Задание: Укажите, сколько строк в приведенных ниже записях содержат слово «shown» с учетом регистра. В ответе приведите только число.

Записи разметки и сегментации:
- - - - -

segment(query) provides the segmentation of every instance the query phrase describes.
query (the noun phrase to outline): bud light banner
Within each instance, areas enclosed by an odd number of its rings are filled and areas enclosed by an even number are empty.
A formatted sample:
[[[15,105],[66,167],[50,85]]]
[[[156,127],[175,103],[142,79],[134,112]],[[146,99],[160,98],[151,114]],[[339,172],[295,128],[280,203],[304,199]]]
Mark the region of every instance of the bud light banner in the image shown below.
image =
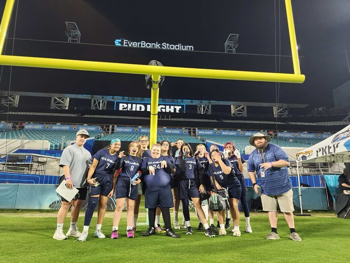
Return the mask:
[[[130,133],[149,133],[149,128],[135,127],[115,127],[114,132]],[[187,129],[167,129],[158,128],[157,133],[164,134],[187,134]]]
[[[8,123],[6,122],[0,122],[0,130],[5,130],[7,129],[12,129],[13,123]]]
[[[79,130],[86,130],[88,132],[103,132],[103,130],[99,126],[87,125],[63,125],[60,124],[37,124],[31,123],[24,126],[26,130],[65,130],[74,132]]]
[[[257,133],[261,132],[251,132],[244,130],[197,130],[197,135],[221,135],[230,136],[252,136]],[[266,132],[263,133],[266,134]]]
[[[206,135],[226,135],[231,136],[248,136],[251,137],[257,133],[261,133],[264,134],[269,135],[266,132],[261,131],[244,130],[198,130],[197,135],[205,136]],[[271,136],[271,134],[270,135]],[[300,138],[326,139],[333,135],[329,133],[306,133],[279,132],[279,137],[285,138]]]
[[[126,101],[115,101],[114,109],[116,110],[127,112],[150,112],[151,104],[145,102],[130,102]],[[158,112],[168,113],[185,112],[186,108],[185,104],[172,104],[159,103],[158,106]]]

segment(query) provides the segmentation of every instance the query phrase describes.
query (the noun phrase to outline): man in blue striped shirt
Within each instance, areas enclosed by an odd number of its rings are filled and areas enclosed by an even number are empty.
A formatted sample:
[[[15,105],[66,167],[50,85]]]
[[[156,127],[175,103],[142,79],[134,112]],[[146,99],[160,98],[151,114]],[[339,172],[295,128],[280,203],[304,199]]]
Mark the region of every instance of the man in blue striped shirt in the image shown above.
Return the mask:
[[[286,152],[278,145],[270,142],[271,137],[258,133],[249,138],[249,143],[255,149],[249,155],[248,171],[254,190],[261,194],[264,211],[267,211],[271,232],[266,239],[280,238],[277,233],[277,203],[290,230],[290,238],[301,241],[295,232],[293,211],[293,191],[287,167],[289,160]],[[256,176],[260,181],[258,189]]]

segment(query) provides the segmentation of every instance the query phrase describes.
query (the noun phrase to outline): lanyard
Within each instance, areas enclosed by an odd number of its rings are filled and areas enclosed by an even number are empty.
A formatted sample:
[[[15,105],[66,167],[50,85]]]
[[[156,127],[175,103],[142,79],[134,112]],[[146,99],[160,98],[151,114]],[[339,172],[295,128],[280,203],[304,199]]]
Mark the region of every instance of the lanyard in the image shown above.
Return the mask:
[[[259,156],[260,156],[260,158],[262,160],[262,163],[264,163],[265,162],[265,154],[266,153],[266,151],[265,151],[265,152],[264,153],[264,150],[261,150],[261,154],[260,154],[260,151],[259,150],[258,150],[258,153],[259,155]]]

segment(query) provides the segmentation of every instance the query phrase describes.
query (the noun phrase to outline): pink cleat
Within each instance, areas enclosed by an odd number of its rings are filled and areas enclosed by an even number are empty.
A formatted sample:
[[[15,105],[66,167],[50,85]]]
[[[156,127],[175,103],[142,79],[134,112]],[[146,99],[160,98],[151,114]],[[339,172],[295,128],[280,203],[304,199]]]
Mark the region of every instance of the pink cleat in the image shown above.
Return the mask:
[[[134,233],[132,232],[132,229],[126,230],[126,235],[128,238],[133,238],[134,237]]]
[[[113,230],[111,234],[111,238],[113,239],[117,239],[118,238],[118,230]]]

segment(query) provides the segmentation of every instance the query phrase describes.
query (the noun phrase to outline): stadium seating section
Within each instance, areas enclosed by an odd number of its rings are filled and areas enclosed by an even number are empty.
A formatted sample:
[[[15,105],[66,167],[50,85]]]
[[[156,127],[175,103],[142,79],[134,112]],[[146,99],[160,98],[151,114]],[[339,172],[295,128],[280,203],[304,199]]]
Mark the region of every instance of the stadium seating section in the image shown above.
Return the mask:
[[[95,137],[97,139],[99,138],[101,135],[101,133],[96,132],[90,132],[89,134],[91,137]],[[50,149],[57,150],[61,148],[63,136],[64,136],[64,141],[74,140],[76,134],[76,132],[19,130],[0,133],[0,139],[19,139],[24,135],[25,140],[42,141],[43,139],[48,141],[51,143]]]
[[[114,133],[111,134],[106,135],[101,140],[111,140],[115,138],[118,138],[120,141],[137,141],[139,137],[142,135],[146,135],[149,137],[149,134],[135,134],[128,133]],[[203,142],[200,141],[194,137],[188,135],[181,134],[181,135],[175,134],[160,134],[157,135],[157,141],[161,142],[162,141],[166,140],[170,142],[175,142],[180,138],[183,139],[186,142],[193,143],[203,143]]]

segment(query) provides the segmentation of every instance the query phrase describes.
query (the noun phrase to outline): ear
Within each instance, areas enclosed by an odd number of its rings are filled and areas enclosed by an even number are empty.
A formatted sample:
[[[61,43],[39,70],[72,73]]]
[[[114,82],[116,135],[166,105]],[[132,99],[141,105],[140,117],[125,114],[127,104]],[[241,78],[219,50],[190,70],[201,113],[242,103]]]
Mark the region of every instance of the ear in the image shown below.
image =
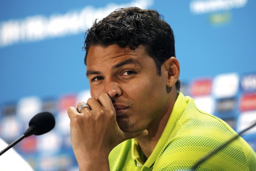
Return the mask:
[[[179,61],[175,57],[171,57],[164,62],[163,65],[166,73],[166,86],[169,87],[173,87],[180,76]]]

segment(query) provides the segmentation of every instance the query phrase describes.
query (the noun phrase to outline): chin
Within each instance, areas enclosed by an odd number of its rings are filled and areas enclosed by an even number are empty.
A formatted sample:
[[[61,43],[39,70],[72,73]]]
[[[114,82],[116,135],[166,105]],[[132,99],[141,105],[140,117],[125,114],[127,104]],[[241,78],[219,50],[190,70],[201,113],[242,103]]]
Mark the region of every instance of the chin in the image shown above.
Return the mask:
[[[128,132],[137,130],[134,130],[137,125],[136,123],[126,119],[119,120],[118,118],[117,118],[117,121],[119,127],[124,131]]]

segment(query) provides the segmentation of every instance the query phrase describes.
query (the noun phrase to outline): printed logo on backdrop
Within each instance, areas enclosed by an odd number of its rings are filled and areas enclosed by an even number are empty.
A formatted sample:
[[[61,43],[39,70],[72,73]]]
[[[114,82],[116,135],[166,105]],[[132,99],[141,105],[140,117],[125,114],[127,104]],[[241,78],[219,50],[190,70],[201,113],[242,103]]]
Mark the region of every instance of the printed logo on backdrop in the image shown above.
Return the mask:
[[[256,110],[245,112],[239,115],[237,119],[237,132],[239,132],[256,121]],[[248,131],[246,133],[256,133],[256,127]]]
[[[153,0],[135,0],[119,4],[111,3],[103,8],[87,6],[65,14],[48,17],[38,15],[21,20],[0,21],[0,47],[84,32],[91,27],[94,19],[101,19],[116,9],[129,6],[146,9],[153,3]]]
[[[241,80],[241,88],[244,91],[256,91],[256,73],[244,75]]]
[[[211,13],[208,16],[213,25],[228,23],[232,18],[230,10],[245,6],[248,0],[194,0],[190,2],[190,10],[194,14]]]
[[[239,106],[241,111],[256,110],[256,93],[242,95]]]
[[[197,109],[213,114],[215,107],[215,101],[210,96],[196,96],[193,98]]]
[[[212,81],[210,78],[200,79],[192,82],[189,93],[192,96],[208,95],[211,93]]]
[[[235,73],[221,74],[213,80],[213,93],[218,98],[233,97],[236,95],[239,87],[239,77]]]
[[[233,98],[220,100],[217,102],[217,111],[219,112],[233,111],[235,109],[235,103]]]

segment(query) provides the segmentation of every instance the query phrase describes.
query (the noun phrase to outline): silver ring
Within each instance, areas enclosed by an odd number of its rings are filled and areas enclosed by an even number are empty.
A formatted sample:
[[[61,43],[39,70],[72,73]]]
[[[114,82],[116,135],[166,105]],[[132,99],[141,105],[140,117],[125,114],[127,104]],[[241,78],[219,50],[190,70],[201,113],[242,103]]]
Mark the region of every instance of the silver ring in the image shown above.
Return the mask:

- - - - -

Ответ к заданию: 9